**What the exercise asks:** Copy out all of the material below, requests included, and shift every coordinate in the answers up by 14 while leaving the numbers in the requests untouched. Leave the pictures out.
%%
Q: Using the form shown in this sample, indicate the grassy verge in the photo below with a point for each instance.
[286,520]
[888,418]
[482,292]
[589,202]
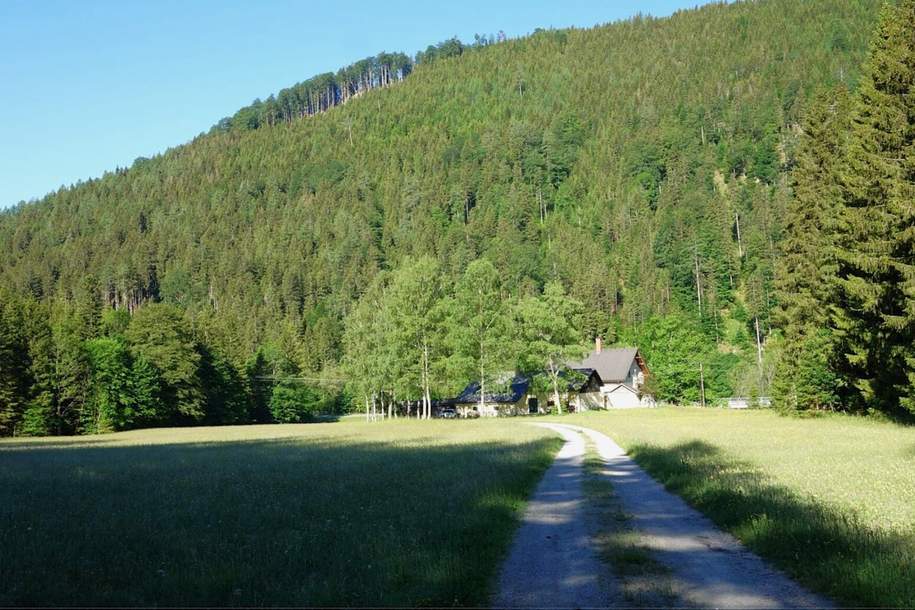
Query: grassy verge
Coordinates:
[399,513]
[831,501]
%%
**Finished answer:**
Q: Using the form shown in this sample, indicate the grassy verge in the photo below with a point for each instance.
[286,520]
[888,418]
[482,292]
[589,202]
Query: grassy verge
Coordinates:
[413,527]
[845,515]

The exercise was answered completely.